>> START Extract

SCTP can have multiple endpoints defined for each socket, identified
by an "association" handle, in order to get the correct socket value(s)
the association needs to be passed in as well as the optname that
identifies which type of value is required.

2) In the SCTP code there are extra operations defined that are really
extensions to the socket API, these could be mapped onto new syscalls
but have mostly been implemented by being triggered by setsockopt(2)
requests.

>Also lets compile a table of choices that has:
>
>- description of what's done
>- which os implemented it (if any)
>- pros
>- cons

KAME:

  Added code to sys/kern/uipc_syscalls.c to copy optval contents in and
  out for both setsockopt(2) and getsockopt(2) when built for NetBSD.

  Implements draft of SCTP API.

  Added syscall for sctp_peeloff() operation.

  Other SCTP operations map onto setsockopt(2) requests.

FreeBSD

  Copies optval into kernel as well as out for some getsockopt() and
  setsockopt() requests, code is scattered throughout network stack.

  Manpages don't match implementation, optval shown as 'const' in
  manpage but isn't in kernel source.

  Implements RFC 6458 SCTP API.

  Has sctp_peeloff() as syscall.

  Other SCTP operations map onto setsockopt(2) requests.

Linux:

  Copies optval into kernel as well as out for getsockopt() but only
  for SCTP protocol sockets.
  
  Implements RFC 6458 SCTP API.

  sctp_peeloff() is done through setsockopt() not a syscall.

  Return value of setsockopt(2) used to copy back an int value
  for extra SCTP socket operations:
  <https://sourceforge.net/p/lksctp/mailman/message/18962336/>

  Manpages nearly match implementation, missing is description of
  meaning of positive return value from setsockopt(2) and that
  getsockopt(2) can sometimes copy in optval.

NetBSD:

  Conforms strictly to standard for getsockopt(2) and setsockopt(2).

  Manpages match implementation.

>> END Extract

> Exercise tasks:
**a.** Decide whether each statement agrees with the SCTP comparison. For each, answer yes or no and quote the deciding words of the text: (i) On Linux, sctp_peeloff() is provided as a syscall. (ii) FreeBSD implements the RFC 6458 SCTP API. (iii) NetBSD's manpages match its implementation.
**b.** Write the next part of the SCTP comparison, picking up after its final line.

>> START Information supplied

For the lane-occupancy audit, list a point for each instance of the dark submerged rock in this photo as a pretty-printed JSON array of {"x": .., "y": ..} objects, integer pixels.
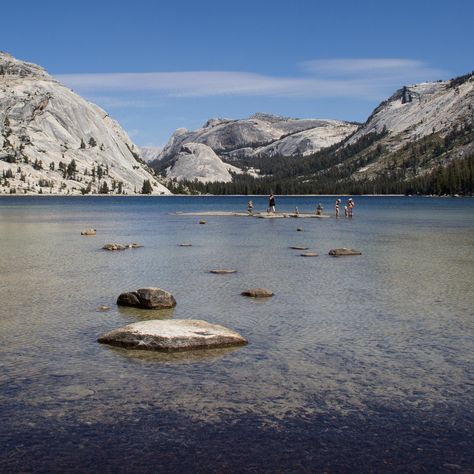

>> END Information supplied

> Written answers:
**a.**
(i) No: "sctp_peeloff() is done through setsockopt() not a syscall."
(ii) Yes: "Implements RFC 6458 SCTP API."
(iii) Yes: "Manpages match implementation."

**b.**
  I suspect that the "get" of IP_IPSEC_POLICY has never worked since we
  imported the IPSEC code.

  Doesn't yet have way to pass extra parameter to "get" socket options.

  Doesn't yet have sctp_peeloff().

  Doesn't have a way of triggering extra SCTP socket operations and
  getting results back to userland.



Options for NetBSD:

  Copy in optval for getsockopt(2):

Pro: Allows "get" of IP_IPSEC_POLICY using original KAME API.
Con: Diverges from standard. Broken KAME API hasn't been a problem.

Wouldn't be too much work to move SCTP operations that were
triggered by setsockopt() requests in KAME sources to be triggered
by getsockopt() requests instead.

  Selectively copy out optval for setsockopt(2):

Pro: no change to SCTP code.
Con: Breaks standard API. Need small change to all other protocols.

  Add new syscall to read/write optval:

Pro: Doesn't break standard for [set/get]sockopt() API.
Con: Doesn't fix IPSEC userland API.

Could map onto PRCO_GETOPT within the kernel to minimize changes
to protocol code.

  sctp_peeloff():

Add syscall for it:

  Pro: Code from KAME builds under -current and is ready to commit.
  Con: Adds a new syscall.

Map it onto a [set/get/update]sockopt() request:

  Pro: Doesn't need a new syscall.
  Con: Would need to rewrite implementation. Operation needs to do
   file descriptor manipulation which doesn't belong in network
   protocol code.



Re: getsockopt(2)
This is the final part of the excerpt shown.